— RECORDS SUPPLIED —
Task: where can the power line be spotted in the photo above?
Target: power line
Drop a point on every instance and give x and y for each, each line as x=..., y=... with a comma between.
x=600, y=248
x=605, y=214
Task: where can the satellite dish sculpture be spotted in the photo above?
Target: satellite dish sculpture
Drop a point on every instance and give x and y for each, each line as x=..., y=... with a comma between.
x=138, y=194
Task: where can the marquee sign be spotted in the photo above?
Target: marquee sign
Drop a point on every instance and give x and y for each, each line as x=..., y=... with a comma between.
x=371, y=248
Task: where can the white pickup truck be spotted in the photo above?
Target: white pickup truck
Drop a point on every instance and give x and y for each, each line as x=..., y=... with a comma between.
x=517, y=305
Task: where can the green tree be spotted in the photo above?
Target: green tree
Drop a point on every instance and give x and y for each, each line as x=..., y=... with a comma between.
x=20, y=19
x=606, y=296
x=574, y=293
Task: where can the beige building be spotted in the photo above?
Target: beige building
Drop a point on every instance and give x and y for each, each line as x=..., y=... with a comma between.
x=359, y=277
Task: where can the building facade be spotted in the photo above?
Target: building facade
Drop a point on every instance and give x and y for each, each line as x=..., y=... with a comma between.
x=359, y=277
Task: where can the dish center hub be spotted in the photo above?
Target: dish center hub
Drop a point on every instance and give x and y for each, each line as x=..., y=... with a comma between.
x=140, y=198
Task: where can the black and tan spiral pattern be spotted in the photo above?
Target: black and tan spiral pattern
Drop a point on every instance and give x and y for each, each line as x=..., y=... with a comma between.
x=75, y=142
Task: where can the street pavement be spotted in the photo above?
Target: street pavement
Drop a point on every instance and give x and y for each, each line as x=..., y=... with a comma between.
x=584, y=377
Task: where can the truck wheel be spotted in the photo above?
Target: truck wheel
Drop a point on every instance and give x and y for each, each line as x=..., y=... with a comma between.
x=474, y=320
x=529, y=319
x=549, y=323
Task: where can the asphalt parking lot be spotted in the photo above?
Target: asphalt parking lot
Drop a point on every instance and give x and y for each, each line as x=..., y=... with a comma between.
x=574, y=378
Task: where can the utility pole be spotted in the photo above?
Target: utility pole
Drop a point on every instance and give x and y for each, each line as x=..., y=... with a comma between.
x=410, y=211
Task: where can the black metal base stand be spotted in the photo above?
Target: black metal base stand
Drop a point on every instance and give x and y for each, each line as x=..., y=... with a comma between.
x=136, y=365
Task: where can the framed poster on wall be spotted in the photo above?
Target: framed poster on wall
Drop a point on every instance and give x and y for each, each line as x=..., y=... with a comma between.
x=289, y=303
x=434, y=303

— TASK DIRECTIONS —
Retype the listing above in full, exactly as it stands.

— PROBLEM SOLUTION —
Task: where can the power line be spotted in the photo above?
Target: power line
Drop a point on every instance and give x and y for each, each line as x=..., y=... with a comma between.
x=600, y=248
x=605, y=214
Task: where can the satellite dish sculpture be spotted in the photo above?
Target: satellite dish sculpture
Drop a point on every instance and give x and y for each, each line as x=..., y=... with a comma between.
x=138, y=194
Task: where can the marquee sign be spotted in the photo above?
Target: marquee sign
Drop a point on every instance and give x and y for each, each line as x=..., y=... with a comma between.
x=371, y=248
Task: where can the white pickup truck be spotted in the photo above?
Target: white pickup truck
Drop a point on every instance and give x and y for each, each line as x=..., y=... with a comma between.
x=517, y=305
Task: where can the green tree be spotted in the photo above?
Target: green tree
Drop a point on every instance and give x and y for each, each line as x=..., y=... with a comma between.
x=20, y=19
x=606, y=296
x=574, y=293
Task: where can the beige building be spotted in the photo above?
Target: beige building
Drop a point on every instance and give x and y for each, each line as x=..., y=... with a comma between.
x=359, y=277
Task: where can the building facade be spotted in the photo above?
Target: building facade
Drop a point on every instance and give x and y for each, each line as x=..., y=... with a comma between.
x=359, y=277
Task: where can the dish center hub be spotted in the photo above?
Target: dish center hub
Drop a point on every instance and give x and y for each, each line as x=..., y=... with a comma between.
x=140, y=198
Task: where can the black and tan spiral pattern be spotted in the photo above?
Target: black and tan spiral pattern
Drop a point on every instance and give x and y for each, each line as x=..., y=... with a comma between.
x=75, y=142
Task: where can the street pavement be spotted in the photo above?
Target: street pavement
Drop a point on every instance and give x and y for each, each line as x=..., y=... with a comma between.
x=584, y=377
Task: where can the truck wheel be spotted in the photo above?
Target: truck wheel
Drop a point on every instance and give x and y for each, each line as x=..., y=... with a comma between.
x=474, y=320
x=529, y=319
x=549, y=323
Task: where can the asphalt parking lot be spotted in the photo above?
Target: asphalt parking lot
Drop a point on every instance and give x and y for each, each line as x=..., y=... with a comma between.
x=574, y=378
Task: where can the utility pole be spotted in the photo above?
Target: utility pole
Drop a point on every instance and give x and y for each, each line as x=..., y=... with a comma between.
x=410, y=211
Task: where can the black metal base stand be spotted in the photo above?
Target: black metal base stand
Drop a point on every instance and give x and y for each, each line as x=..., y=... with a comma between.
x=136, y=365
Task: where can the framed poster on wall be spotted in the photo above?
Target: framed poster on wall
Drop a point on every instance and give x and y for each, each line as x=..., y=... with a comma between.
x=289, y=303
x=434, y=303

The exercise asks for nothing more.